- [EXERCISE DETAILS] Reproduce the line containing "hand with a point in the photo above." and every line after it through the end of the records. Include nothing else.

[Region pointing data]
- - - -
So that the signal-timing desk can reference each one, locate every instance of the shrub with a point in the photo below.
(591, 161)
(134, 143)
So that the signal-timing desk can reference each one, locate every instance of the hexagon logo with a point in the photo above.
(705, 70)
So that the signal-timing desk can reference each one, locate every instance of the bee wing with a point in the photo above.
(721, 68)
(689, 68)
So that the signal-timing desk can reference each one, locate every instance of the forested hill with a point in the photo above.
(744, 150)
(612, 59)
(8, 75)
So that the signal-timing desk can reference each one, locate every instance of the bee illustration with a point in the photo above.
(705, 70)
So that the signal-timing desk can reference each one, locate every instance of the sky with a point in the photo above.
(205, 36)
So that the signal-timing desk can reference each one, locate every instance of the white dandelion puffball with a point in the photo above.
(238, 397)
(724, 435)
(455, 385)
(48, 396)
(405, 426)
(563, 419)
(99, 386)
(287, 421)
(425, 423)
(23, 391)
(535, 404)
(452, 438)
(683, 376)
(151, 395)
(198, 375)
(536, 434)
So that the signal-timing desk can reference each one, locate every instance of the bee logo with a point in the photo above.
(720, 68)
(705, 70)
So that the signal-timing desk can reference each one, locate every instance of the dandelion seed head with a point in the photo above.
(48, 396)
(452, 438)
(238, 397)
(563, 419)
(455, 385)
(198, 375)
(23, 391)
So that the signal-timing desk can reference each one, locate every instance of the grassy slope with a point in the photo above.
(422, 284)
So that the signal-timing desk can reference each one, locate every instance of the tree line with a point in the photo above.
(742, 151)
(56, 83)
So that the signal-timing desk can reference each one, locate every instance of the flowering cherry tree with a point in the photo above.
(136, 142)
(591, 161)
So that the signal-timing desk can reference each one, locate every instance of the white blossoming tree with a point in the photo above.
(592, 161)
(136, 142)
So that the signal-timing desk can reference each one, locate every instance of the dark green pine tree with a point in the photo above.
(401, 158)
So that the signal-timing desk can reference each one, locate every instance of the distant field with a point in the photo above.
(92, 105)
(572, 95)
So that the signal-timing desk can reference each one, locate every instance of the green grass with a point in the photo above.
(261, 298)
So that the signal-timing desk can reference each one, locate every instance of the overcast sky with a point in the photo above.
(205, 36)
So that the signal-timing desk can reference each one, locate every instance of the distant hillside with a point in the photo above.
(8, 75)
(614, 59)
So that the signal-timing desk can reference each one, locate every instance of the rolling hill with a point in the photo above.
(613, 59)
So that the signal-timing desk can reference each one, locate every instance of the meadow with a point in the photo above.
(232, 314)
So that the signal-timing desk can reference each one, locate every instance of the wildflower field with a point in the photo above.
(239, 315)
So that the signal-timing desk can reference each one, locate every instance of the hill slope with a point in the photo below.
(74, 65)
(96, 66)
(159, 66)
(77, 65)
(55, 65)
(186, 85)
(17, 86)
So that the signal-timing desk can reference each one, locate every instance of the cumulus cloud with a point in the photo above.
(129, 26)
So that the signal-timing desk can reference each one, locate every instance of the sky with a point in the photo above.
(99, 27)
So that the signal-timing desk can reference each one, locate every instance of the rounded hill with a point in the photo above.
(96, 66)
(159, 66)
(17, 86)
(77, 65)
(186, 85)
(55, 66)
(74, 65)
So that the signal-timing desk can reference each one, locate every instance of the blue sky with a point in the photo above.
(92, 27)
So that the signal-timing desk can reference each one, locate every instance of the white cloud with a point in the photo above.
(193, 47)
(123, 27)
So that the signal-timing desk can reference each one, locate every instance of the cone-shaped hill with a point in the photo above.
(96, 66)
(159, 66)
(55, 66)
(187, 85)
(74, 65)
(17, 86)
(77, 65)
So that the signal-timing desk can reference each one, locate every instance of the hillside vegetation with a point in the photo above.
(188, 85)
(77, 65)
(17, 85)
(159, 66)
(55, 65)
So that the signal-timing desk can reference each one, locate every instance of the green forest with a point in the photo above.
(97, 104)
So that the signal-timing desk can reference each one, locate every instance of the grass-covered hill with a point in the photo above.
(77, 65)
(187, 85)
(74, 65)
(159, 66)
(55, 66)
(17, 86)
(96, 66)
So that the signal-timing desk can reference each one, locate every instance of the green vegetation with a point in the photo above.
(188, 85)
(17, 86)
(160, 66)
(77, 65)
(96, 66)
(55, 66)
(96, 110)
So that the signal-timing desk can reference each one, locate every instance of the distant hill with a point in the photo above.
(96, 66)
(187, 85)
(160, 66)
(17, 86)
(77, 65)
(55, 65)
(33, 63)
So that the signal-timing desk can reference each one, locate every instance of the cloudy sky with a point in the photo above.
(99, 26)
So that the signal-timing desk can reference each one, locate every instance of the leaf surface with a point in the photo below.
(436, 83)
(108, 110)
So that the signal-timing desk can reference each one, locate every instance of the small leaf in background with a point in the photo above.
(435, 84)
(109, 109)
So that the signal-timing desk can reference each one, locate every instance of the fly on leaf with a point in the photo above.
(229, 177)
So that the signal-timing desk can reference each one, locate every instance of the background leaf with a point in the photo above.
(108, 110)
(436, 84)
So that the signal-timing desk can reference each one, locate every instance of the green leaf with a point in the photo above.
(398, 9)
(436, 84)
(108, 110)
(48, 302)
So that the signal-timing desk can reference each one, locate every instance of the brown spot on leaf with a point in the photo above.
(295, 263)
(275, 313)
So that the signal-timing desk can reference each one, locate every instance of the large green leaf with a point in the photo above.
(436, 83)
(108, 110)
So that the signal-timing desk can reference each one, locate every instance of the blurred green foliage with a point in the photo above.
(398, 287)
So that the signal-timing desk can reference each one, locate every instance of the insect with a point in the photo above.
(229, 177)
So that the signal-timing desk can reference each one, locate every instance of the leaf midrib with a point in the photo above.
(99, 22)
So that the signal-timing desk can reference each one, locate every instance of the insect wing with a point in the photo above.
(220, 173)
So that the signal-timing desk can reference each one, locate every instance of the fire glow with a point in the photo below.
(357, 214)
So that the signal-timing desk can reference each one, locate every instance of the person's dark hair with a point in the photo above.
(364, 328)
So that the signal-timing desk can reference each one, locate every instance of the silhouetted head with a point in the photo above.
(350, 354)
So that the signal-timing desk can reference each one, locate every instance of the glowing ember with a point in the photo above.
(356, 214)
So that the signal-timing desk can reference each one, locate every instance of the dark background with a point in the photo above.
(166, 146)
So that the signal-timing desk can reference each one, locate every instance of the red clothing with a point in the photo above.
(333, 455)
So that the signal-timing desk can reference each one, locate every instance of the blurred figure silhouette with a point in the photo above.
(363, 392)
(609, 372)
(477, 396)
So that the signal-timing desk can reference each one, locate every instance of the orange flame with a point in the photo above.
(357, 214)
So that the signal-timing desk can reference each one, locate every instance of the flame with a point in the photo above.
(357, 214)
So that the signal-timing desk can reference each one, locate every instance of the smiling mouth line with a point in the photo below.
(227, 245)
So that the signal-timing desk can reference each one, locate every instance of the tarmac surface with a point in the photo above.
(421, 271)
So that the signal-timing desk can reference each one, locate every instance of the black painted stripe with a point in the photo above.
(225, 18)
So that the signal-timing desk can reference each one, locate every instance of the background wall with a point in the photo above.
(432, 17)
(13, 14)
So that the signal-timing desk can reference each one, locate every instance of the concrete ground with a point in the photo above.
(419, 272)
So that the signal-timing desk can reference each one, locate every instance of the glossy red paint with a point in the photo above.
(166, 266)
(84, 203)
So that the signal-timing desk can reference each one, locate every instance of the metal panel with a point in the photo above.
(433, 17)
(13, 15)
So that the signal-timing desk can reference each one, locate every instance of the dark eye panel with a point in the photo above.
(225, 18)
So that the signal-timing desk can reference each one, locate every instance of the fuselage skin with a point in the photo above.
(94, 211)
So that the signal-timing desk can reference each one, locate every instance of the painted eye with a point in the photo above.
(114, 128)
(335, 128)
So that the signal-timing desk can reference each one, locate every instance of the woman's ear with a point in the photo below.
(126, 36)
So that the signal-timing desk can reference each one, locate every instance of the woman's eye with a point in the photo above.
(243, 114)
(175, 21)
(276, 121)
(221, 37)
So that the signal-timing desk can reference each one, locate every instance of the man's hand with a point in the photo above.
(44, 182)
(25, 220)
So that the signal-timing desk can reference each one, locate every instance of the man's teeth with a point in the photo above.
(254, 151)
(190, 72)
- - - -
- [TASK OUTPUT]
So that the signal-timing desk can reference each one, locate every instance of the man's hand with a point in the photo above.
(44, 182)
(25, 220)
So that the signal-timing desk can reference each one, locate every instance of the man's teeth with a point in the photo above.
(254, 151)
(190, 72)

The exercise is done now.